WORK REQUIRED:
Please restate the lines from the one with "</instance>" to the one with "For each <instance>", both included, and leave the pictures out.

------------------------

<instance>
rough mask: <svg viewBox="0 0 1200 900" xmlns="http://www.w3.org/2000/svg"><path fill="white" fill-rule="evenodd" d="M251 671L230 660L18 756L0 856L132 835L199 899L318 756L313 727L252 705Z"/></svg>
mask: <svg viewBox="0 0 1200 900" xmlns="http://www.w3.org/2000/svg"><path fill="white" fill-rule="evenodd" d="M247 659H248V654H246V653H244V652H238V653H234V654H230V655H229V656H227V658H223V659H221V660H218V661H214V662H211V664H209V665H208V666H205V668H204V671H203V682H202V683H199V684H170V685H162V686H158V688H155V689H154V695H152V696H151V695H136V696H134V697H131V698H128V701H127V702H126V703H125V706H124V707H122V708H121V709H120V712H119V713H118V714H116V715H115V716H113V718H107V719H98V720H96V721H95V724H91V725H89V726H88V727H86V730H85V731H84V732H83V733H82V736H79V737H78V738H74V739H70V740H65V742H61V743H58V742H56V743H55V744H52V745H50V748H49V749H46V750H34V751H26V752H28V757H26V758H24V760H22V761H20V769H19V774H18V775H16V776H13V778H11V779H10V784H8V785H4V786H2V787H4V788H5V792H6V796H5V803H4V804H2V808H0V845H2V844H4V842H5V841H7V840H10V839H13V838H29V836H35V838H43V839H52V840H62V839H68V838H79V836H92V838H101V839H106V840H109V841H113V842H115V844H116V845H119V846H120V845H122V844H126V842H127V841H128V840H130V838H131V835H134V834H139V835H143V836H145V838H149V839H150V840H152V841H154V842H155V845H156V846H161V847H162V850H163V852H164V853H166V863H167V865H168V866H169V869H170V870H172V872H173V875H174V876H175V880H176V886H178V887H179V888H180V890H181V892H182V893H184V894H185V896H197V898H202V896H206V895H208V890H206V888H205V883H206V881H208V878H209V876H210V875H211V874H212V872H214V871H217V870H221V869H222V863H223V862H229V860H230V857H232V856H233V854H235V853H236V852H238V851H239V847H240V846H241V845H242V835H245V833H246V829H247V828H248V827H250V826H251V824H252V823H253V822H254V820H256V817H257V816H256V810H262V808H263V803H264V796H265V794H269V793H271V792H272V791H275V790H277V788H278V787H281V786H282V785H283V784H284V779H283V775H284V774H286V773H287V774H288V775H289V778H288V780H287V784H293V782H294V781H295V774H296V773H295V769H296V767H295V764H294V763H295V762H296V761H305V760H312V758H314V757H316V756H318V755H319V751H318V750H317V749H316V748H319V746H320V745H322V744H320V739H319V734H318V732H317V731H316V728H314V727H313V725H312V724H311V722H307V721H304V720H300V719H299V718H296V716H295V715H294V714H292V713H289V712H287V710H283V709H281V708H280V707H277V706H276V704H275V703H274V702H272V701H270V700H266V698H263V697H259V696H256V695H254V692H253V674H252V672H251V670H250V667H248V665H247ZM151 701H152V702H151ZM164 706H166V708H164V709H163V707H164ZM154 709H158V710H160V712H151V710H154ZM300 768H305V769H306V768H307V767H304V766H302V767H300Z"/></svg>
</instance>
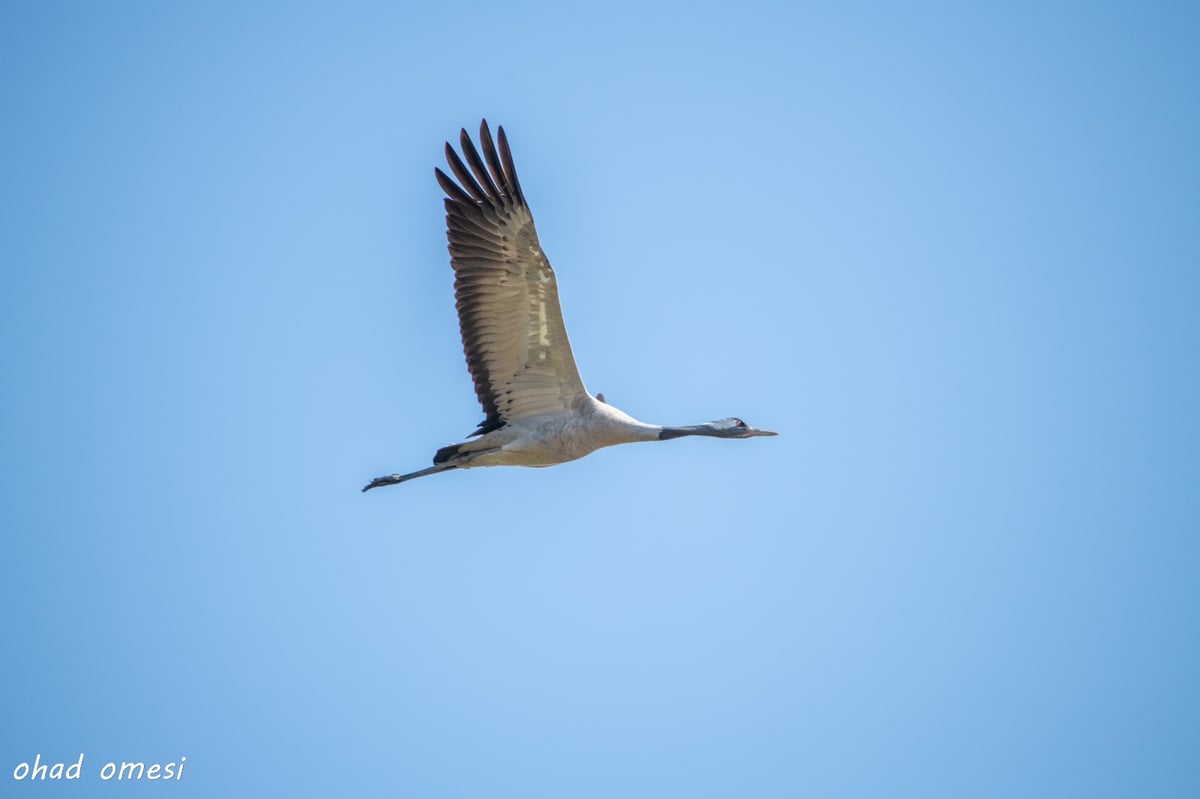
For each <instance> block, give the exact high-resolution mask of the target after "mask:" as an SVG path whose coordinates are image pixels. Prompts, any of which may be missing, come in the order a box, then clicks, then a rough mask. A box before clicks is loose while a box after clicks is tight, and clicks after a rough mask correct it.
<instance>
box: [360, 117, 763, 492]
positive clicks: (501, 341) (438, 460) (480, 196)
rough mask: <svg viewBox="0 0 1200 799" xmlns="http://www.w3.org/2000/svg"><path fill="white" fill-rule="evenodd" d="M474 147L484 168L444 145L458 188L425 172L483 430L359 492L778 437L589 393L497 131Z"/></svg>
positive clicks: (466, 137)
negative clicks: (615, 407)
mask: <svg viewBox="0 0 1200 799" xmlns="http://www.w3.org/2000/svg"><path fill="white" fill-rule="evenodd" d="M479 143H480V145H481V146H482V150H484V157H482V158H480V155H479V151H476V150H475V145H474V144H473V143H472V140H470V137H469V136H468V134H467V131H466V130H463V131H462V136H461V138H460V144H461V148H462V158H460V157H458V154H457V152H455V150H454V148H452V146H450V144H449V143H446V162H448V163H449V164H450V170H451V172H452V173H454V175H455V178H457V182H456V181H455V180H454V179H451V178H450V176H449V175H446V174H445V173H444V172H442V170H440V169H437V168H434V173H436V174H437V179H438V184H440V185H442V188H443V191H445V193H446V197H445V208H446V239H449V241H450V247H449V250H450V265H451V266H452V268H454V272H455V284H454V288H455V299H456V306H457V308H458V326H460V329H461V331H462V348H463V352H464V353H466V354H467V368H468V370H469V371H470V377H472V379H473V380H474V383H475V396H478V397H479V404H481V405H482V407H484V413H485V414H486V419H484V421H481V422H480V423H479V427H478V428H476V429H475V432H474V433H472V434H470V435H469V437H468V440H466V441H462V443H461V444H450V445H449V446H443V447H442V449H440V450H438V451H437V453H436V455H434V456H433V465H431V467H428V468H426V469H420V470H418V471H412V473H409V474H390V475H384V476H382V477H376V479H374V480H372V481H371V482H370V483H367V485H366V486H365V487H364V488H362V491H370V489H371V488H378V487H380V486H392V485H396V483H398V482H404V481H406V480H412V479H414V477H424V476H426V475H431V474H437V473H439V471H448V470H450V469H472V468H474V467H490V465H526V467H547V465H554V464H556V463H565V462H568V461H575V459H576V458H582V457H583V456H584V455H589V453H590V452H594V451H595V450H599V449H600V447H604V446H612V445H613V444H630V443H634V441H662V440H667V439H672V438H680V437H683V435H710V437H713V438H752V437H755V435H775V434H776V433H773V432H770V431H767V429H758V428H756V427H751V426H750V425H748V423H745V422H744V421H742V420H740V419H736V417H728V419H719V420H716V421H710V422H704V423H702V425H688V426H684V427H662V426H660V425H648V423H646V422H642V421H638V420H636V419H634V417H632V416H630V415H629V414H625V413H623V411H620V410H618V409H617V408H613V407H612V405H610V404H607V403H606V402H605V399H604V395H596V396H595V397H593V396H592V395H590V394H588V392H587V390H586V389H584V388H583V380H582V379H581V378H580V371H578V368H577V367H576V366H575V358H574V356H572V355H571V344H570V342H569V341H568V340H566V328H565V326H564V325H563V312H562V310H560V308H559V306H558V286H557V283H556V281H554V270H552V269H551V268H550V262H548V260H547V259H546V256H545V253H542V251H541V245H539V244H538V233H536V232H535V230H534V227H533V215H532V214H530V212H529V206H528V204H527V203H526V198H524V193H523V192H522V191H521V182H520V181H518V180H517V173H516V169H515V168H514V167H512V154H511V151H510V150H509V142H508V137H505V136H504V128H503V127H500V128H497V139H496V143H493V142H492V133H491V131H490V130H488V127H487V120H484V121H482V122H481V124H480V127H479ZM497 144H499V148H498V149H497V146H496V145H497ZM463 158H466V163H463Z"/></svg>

------------------------

ANSWER FOR THIS EXERCISE:
</instance>
For each <instance> block, give the exact high-resolution mask of the target after "mask:" as an SVG path whose coordinates are image pixels. Prompts, any of which may be missing, come in the order a box, then clicks, then a rough mask. A box before clicks is loose while a box after clicks is tight, and clicks after a rough mask correct it.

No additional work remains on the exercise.